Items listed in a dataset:
══════════════════════════════

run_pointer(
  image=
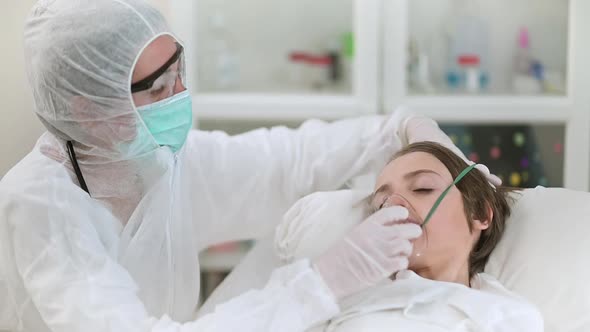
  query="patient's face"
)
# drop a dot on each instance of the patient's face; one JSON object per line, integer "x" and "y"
{"x": 415, "y": 181}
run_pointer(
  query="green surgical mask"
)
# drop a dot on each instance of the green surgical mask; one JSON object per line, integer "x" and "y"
{"x": 169, "y": 120}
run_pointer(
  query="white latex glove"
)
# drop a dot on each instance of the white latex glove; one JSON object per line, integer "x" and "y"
{"x": 420, "y": 128}
{"x": 372, "y": 251}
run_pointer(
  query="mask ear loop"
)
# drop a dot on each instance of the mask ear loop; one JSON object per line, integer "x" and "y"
{"x": 444, "y": 193}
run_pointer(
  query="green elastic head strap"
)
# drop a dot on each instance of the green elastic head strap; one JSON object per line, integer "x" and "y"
{"x": 444, "y": 193}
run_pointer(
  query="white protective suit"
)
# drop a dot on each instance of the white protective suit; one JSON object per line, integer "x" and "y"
{"x": 124, "y": 258}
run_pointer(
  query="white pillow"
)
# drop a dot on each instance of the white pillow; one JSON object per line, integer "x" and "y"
{"x": 542, "y": 255}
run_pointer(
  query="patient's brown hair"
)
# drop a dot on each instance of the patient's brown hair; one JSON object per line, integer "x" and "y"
{"x": 478, "y": 195}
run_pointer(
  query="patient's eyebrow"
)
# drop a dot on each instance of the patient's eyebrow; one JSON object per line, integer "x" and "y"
{"x": 418, "y": 172}
{"x": 384, "y": 188}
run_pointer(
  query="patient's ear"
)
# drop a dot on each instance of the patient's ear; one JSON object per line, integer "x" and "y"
{"x": 484, "y": 224}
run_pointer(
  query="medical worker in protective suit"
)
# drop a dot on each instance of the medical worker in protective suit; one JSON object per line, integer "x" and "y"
{"x": 101, "y": 224}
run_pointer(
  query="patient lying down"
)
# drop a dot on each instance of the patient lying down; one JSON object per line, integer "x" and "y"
{"x": 444, "y": 288}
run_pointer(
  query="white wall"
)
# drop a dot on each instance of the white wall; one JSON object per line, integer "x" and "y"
{"x": 19, "y": 127}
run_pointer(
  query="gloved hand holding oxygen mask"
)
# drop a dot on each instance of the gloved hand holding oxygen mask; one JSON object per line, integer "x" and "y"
{"x": 380, "y": 246}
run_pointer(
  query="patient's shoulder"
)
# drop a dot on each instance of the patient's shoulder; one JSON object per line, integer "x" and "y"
{"x": 520, "y": 311}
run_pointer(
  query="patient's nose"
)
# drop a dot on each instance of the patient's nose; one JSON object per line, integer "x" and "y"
{"x": 399, "y": 200}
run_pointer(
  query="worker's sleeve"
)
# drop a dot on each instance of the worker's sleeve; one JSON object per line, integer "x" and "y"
{"x": 243, "y": 184}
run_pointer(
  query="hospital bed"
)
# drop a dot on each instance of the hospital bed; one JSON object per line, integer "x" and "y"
{"x": 543, "y": 255}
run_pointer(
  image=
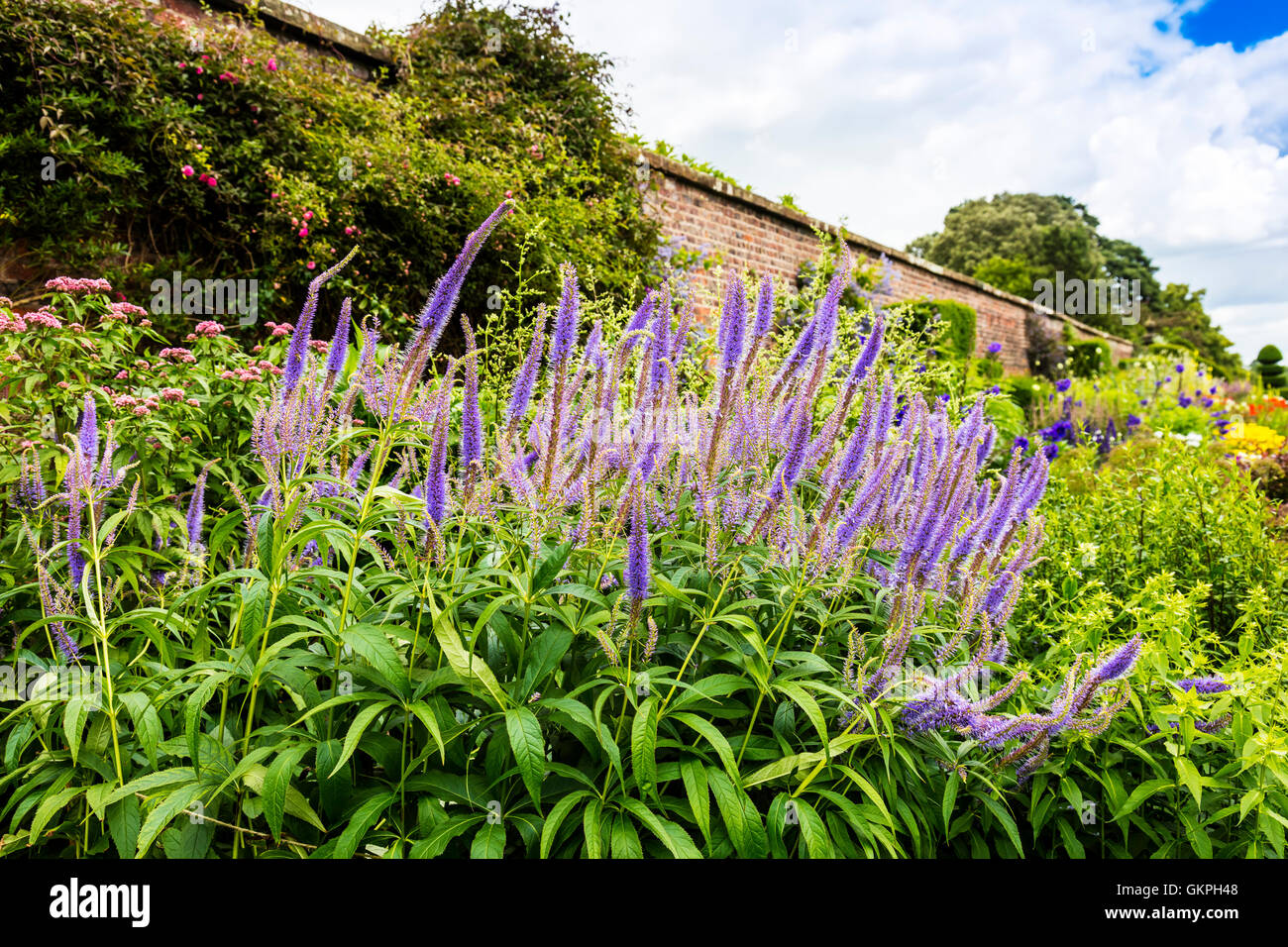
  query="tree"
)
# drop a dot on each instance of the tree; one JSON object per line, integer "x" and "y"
{"x": 1050, "y": 232}
{"x": 1267, "y": 367}
{"x": 1177, "y": 316}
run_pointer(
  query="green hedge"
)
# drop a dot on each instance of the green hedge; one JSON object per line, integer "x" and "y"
{"x": 957, "y": 317}
{"x": 1090, "y": 357}
{"x": 103, "y": 111}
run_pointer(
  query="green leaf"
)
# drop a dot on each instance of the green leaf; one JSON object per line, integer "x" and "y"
{"x": 1008, "y": 822}
{"x": 558, "y": 813}
{"x": 549, "y": 569}
{"x": 488, "y": 840}
{"x": 295, "y": 804}
{"x": 147, "y": 722}
{"x": 623, "y": 840}
{"x": 160, "y": 815}
{"x": 366, "y": 815}
{"x": 529, "y": 749}
{"x": 644, "y": 746}
{"x": 51, "y": 805}
{"x": 675, "y": 839}
{"x": 374, "y": 646}
{"x": 592, "y": 828}
{"x": 73, "y": 722}
{"x": 812, "y": 831}
{"x": 1190, "y": 777}
{"x": 951, "y": 788}
{"x": 425, "y": 714}
{"x": 695, "y": 777}
{"x": 357, "y": 728}
{"x": 467, "y": 665}
{"x": 124, "y": 817}
{"x": 277, "y": 784}
{"x": 1140, "y": 793}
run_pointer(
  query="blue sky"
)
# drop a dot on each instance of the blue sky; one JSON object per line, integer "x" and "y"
{"x": 1170, "y": 120}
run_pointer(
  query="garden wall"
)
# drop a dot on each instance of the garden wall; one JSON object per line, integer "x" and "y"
{"x": 771, "y": 239}
{"x": 748, "y": 231}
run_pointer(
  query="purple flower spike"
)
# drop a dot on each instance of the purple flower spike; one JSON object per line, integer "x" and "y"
{"x": 304, "y": 328}
{"x": 733, "y": 324}
{"x": 1121, "y": 661}
{"x": 638, "y": 552}
{"x": 472, "y": 418}
{"x": 89, "y": 432}
{"x": 438, "y": 311}
{"x": 197, "y": 510}
{"x": 335, "y": 356}
{"x": 565, "y": 335}
{"x": 1214, "y": 684}
{"x": 527, "y": 377}
{"x": 764, "y": 308}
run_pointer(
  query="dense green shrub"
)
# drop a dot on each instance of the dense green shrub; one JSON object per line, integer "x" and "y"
{"x": 253, "y": 158}
{"x": 958, "y": 322}
{"x": 1155, "y": 505}
{"x": 1269, "y": 368}
{"x": 1090, "y": 357}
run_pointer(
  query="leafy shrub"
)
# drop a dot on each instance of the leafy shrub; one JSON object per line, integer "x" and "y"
{"x": 1267, "y": 367}
{"x": 1090, "y": 357}
{"x": 261, "y": 161}
{"x": 958, "y": 322}
{"x": 1155, "y": 505}
{"x": 575, "y": 643}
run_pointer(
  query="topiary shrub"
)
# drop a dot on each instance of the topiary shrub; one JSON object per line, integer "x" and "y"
{"x": 957, "y": 317}
{"x": 130, "y": 155}
{"x": 1090, "y": 357}
{"x": 1267, "y": 367}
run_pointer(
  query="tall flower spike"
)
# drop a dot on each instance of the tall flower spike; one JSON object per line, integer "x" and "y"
{"x": 89, "y": 434}
{"x": 565, "y": 335}
{"x": 636, "y": 548}
{"x": 336, "y": 355}
{"x": 472, "y": 419}
{"x": 438, "y": 311}
{"x": 527, "y": 377}
{"x": 733, "y": 322}
{"x": 197, "y": 509}
{"x": 764, "y": 308}
{"x": 304, "y": 328}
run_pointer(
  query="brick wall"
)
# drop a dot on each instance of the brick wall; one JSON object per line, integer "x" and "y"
{"x": 748, "y": 231}
{"x": 751, "y": 232}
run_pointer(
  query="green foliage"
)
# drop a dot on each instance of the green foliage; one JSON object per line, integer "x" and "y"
{"x": 957, "y": 318}
{"x": 1010, "y": 274}
{"x": 1177, "y": 317}
{"x": 1090, "y": 357}
{"x": 1044, "y": 234}
{"x": 308, "y": 158}
{"x": 1157, "y": 506}
{"x": 1269, "y": 368}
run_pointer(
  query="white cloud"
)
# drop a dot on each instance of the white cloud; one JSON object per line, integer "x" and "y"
{"x": 887, "y": 115}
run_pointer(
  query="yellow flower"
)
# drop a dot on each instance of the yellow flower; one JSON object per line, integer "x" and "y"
{"x": 1254, "y": 438}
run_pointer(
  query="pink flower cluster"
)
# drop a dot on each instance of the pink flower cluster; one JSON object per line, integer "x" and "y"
{"x": 254, "y": 371}
{"x": 65, "y": 283}
{"x": 121, "y": 312}
{"x": 141, "y": 407}
{"x": 176, "y": 355}
{"x": 21, "y": 322}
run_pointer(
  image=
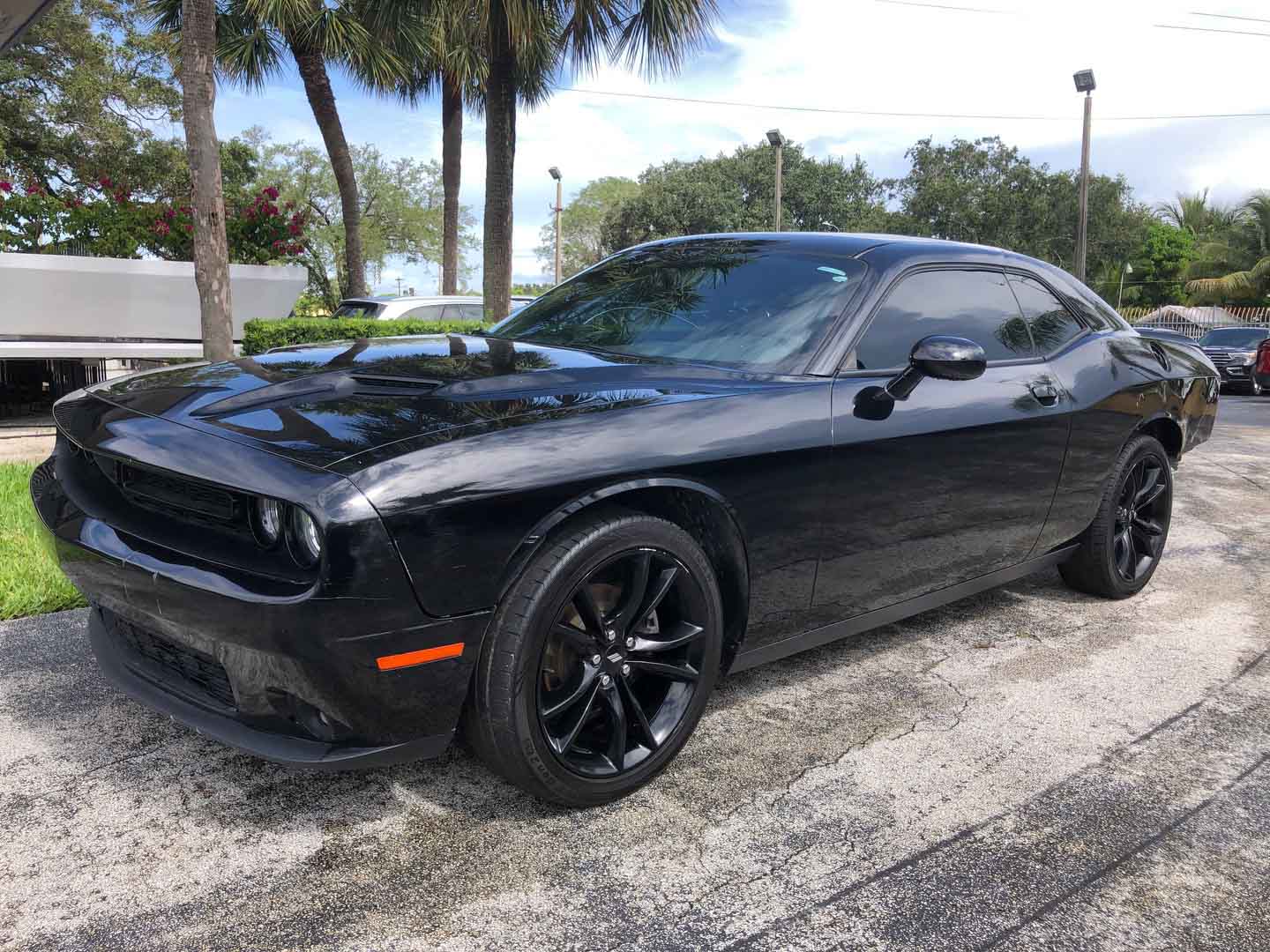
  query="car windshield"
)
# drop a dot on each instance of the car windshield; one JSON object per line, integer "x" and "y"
{"x": 739, "y": 302}
{"x": 1233, "y": 337}
{"x": 357, "y": 309}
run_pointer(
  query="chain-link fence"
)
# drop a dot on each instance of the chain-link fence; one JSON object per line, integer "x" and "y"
{"x": 1195, "y": 322}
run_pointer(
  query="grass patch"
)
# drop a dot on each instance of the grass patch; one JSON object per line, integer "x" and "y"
{"x": 31, "y": 583}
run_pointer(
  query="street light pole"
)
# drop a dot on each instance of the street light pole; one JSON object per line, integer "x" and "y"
{"x": 559, "y": 207}
{"x": 1119, "y": 297}
{"x": 1084, "y": 84}
{"x": 778, "y": 140}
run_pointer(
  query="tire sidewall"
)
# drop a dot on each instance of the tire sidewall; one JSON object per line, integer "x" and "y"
{"x": 1138, "y": 450}
{"x": 545, "y": 605}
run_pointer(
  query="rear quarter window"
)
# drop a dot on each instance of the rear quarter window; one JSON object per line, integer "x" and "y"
{"x": 1050, "y": 322}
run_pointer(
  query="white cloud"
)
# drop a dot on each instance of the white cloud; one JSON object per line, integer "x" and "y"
{"x": 880, "y": 57}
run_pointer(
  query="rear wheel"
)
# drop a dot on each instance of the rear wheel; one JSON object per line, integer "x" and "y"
{"x": 600, "y": 660}
{"x": 1122, "y": 547}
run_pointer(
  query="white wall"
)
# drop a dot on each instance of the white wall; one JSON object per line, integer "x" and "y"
{"x": 113, "y": 305}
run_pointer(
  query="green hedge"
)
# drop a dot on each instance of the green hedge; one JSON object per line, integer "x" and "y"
{"x": 259, "y": 335}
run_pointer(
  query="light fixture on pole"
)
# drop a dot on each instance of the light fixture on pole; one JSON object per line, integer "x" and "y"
{"x": 1084, "y": 84}
{"x": 778, "y": 141}
{"x": 1127, "y": 270}
{"x": 559, "y": 207}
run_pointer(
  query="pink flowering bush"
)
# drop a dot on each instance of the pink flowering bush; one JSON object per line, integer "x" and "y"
{"x": 104, "y": 219}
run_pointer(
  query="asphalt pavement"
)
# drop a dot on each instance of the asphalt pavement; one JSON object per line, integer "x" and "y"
{"x": 1029, "y": 768}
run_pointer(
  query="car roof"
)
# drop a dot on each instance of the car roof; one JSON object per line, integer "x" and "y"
{"x": 883, "y": 248}
{"x": 415, "y": 300}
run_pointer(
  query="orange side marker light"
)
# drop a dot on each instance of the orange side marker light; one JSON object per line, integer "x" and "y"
{"x": 407, "y": 659}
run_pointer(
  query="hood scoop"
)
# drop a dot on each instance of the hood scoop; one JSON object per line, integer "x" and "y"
{"x": 318, "y": 387}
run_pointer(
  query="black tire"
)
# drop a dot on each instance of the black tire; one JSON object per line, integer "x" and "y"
{"x": 531, "y": 659}
{"x": 1119, "y": 534}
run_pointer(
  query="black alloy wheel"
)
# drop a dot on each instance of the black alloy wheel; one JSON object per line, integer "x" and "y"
{"x": 1140, "y": 517}
{"x": 1120, "y": 550}
{"x": 600, "y": 659}
{"x": 621, "y": 663}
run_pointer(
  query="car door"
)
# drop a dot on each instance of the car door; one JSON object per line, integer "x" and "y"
{"x": 957, "y": 480}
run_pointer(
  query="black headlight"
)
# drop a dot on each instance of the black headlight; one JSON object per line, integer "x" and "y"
{"x": 303, "y": 537}
{"x": 267, "y": 521}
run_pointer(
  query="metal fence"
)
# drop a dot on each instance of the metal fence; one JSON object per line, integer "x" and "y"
{"x": 1195, "y": 322}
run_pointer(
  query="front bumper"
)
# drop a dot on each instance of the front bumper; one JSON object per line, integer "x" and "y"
{"x": 267, "y": 741}
{"x": 297, "y": 658}
{"x": 1240, "y": 375}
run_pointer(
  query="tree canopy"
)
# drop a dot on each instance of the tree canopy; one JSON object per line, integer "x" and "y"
{"x": 582, "y": 239}
{"x": 735, "y": 193}
{"x": 80, "y": 95}
{"x": 400, "y": 205}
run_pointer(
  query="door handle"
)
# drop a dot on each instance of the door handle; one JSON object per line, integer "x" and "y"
{"x": 1045, "y": 394}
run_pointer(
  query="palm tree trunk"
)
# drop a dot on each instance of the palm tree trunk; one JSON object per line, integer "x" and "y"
{"x": 499, "y": 165}
{"x": 451, "y": 170}
{"x": 211, "y": 248}
{"x": 322, "y": 100}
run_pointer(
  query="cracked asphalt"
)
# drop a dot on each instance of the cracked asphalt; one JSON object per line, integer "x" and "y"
{"x": 1029, "y": 768}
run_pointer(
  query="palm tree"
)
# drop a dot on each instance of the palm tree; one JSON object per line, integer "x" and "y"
{"x": 446, "y": 54}
{"x": 251, "y": 40}
{"x": 527, "y": 42}
{"x": 1236, "y": 263}
{"x": 211, "y": 248}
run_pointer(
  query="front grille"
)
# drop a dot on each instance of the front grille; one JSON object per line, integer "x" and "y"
{"x": 188, "y": 501}
{"x": 184, "y": 666}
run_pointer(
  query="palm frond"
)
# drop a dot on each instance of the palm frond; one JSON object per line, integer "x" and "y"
{"x": 248, "y": 52}
{"x": 661, "y": 33}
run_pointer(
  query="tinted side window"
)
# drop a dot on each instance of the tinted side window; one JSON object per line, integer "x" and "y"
{"x": 1050, "y": 323}
{"x": 975, "y": 305}
{"x": 464, "y": 312}
{"x": 429, "y": 312}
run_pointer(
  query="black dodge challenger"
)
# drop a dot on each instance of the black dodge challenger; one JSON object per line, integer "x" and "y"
{"x": 695, "y": 457}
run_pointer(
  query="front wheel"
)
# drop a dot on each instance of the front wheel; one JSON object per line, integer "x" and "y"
{"x": 1122, "y": 547}
{"x": 600, "y": 660}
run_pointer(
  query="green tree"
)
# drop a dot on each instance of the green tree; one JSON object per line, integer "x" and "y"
{"x": 79, "y": 97}
{"x": 582, "y": 239}
{"x": 527, "y": 43}
{"x": 984, "y": 192}
{"x": 736, "y": 193}
{"x": 1233, "y": 263}
{"x": 1159, "y": 268}
{"x": 1192, "y": 212}
{"x": 444, "y": 52}
{"x": 251, "y": 40}
{"x": 400, "y": 210}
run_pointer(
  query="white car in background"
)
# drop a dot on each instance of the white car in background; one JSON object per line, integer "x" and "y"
{"x": 442, "y": 308}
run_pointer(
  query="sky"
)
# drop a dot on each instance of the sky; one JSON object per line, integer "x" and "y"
{"x": 990, "y": 61}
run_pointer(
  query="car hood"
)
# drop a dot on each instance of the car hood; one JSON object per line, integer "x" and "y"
{"x": 326, "y": 403}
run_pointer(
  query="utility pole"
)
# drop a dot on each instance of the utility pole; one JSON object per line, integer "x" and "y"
{"x": 1084, "y": 84}
{"x": 778, "y": 141}
{"x": 557, "y": 210}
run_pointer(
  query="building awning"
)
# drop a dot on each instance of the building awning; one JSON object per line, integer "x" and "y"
{"x": 17, "y": 16}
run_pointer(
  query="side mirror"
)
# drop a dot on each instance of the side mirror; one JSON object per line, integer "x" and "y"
{"x": 938, "y": 357}
{"x": 941, "y": 358}
{"x": 949, "y": 358}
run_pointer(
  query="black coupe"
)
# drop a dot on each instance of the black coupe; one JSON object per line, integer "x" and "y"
{"x": 698, "y": 456}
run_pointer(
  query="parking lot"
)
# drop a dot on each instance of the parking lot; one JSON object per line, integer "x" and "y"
{"x": 1029, "y": 768}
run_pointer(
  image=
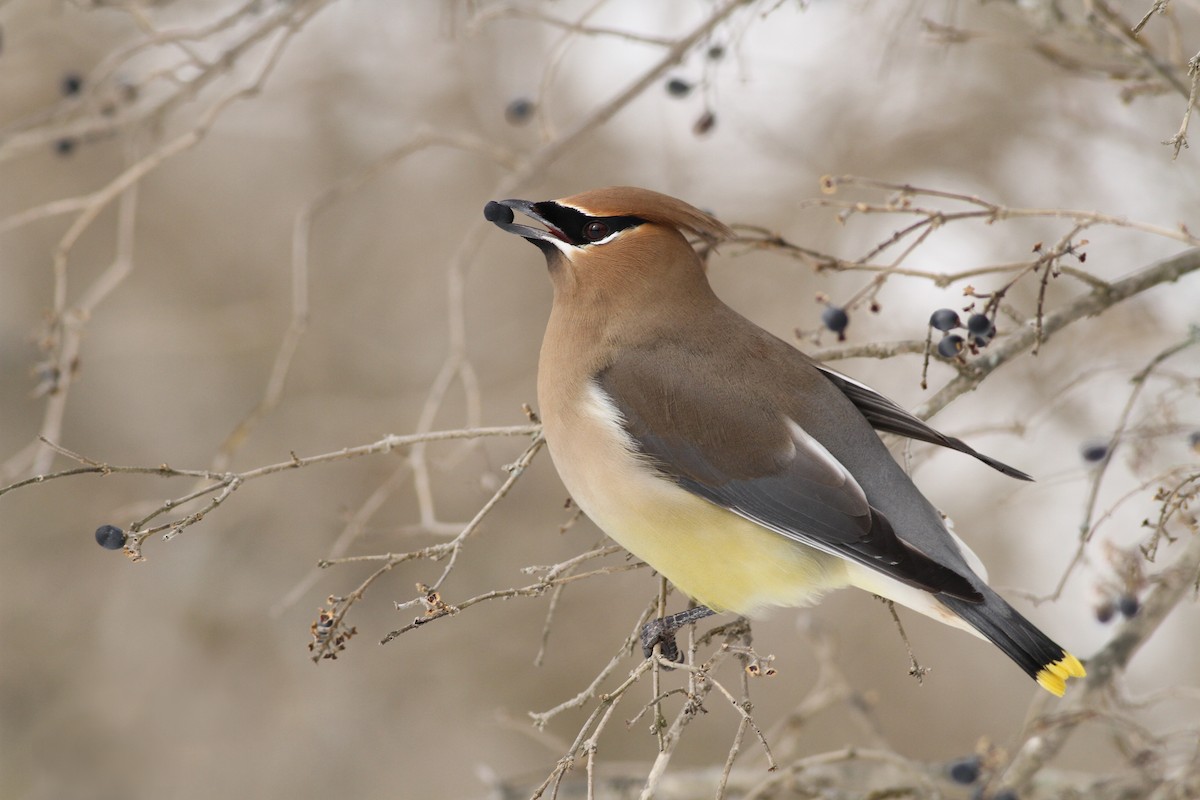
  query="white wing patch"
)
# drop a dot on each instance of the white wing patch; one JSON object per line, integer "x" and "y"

══════════════════════════════

• _To do_
From the data above, copy out every line with the string "wing" in it.

• _Result of this task_
  query="white wing patch"
# drop a dot on each instance of the white wing patch; one JSON object per line, integer "x" and "y"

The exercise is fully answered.